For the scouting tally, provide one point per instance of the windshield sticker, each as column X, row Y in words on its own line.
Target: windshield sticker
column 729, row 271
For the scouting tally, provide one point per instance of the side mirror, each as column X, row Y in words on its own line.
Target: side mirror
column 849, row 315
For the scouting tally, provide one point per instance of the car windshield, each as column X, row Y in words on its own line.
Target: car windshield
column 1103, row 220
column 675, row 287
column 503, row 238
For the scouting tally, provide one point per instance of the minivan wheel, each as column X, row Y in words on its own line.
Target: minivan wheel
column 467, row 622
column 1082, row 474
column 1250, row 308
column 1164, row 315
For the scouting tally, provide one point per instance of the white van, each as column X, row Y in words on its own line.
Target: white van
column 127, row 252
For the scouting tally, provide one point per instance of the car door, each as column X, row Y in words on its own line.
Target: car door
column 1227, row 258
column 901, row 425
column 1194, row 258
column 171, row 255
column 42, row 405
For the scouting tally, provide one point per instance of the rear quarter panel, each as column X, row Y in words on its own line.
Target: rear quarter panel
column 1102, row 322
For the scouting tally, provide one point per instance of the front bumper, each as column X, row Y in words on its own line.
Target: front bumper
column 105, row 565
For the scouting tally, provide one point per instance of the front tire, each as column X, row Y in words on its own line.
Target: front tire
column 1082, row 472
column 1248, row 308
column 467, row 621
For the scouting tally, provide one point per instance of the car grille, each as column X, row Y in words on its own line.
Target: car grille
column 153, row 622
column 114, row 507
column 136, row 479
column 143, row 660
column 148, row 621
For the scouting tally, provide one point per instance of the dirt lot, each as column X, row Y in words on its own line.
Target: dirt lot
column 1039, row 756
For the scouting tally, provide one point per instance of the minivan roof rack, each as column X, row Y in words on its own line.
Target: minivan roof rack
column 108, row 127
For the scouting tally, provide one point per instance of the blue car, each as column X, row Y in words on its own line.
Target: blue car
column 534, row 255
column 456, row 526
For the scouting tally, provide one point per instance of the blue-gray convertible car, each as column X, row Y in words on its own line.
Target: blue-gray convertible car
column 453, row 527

● ● ●

WORK REQUIRED: Put all of the data above into a JSON list of strings, with each line as its own string and blank lines left out.

CORRECT OUTPUT:
[
  "For the scouting tally, provide one point per instance of the windshield sticker, each as column X, row Y in words on its own line.",
  "Target: windshield sticker",
  "column 729, row 271",
  "For the scouting tally, provide one point per instance of the side mirror, each as column X, row Y in words on its own line.",
  "Target: side mirror",
  "column 849, row 315",
  "For the scouting tally, provide one point per instance of the car windshield, each as column X, row Y in words on its own line.",
  "Target: car windshield",
  "column 1103, row 220",
  "column 675, row 287",
  "column 503, row 238",
  "For the scouting tally, provide one point per instance of the minivan wheel, each as column X, row Y in words on its own line.",
  "Target: minivan wheel",
  "column 467, row 622",
  "column 1082, row 474",
  "column 1250, row 308",
  "column 1164, row 315",
  "For the scouting tally, provide one point per instance of the white van, each as column X, row Y in words on its own line.",
  "Target: white van",
  "column 127, row 252",
  "For the scouting tally, provide one point per instance of the car door, each as column X, row Y in words on its own line.",
  "Target: car door",
  "column 1227, row 258",
  "column 901, row 425",
  "column 1194, row 258",
  "column 171, row 255",
  "column 42, row 405",
  "For the scouting tally, provide one point per instance of the rear quarter panel, each as column X, row Y in words on its own line.",
  "Target: rear quarter panel",
  "column 1102, row 322",
  "For the scouting tally, provide one point per instance of the front bumper, each as column X, row Y in words on its own line.",
  "Target: front bumper",
  "column 105, row 565",
  "For the scouting tally, provide one point per instance of the front tire, each as column X, row Y in words on its own line.",
  "Target: front tire",
  "column 1082, row 472",
  "column 1248, row 308",
  "column 467, row 621",
  "For the scouting tally, provide one point per instance of the car grille, each as column X, row Y in words on its own line.",
  "Target: car grille",
  "column 153, row 622",
  "column 114, row 507",
  "column 136, row 479",
  "column 143, row 660",
  "column 148, row 621",
  "For the scouting tally, provide one point per instance of the dirt lot, each as column X, row Y in words on its own line.",
  "Target: dirt lot",
  "column 1039, row 756",
  "For the scouting tally, provide one point per instance of the minivan roof rack, each as column X, row Y in words on its own line.",
  "Target: minivan roof rack",
  "column 108, row 127",
  "For the scouting tally, provide one point per instance of the blue car, each as column X, row Y in words on its own line.",
  "Target: blue car",
  "column 534, row 255",
  "column 456, row 526",
  "For the scouting tally, provide one point per instance of the blue-gray convertible car, each as column X, row Y in words on its own line.",
  "Target: blue-gray convertible car",
  "column 453, row 527"
]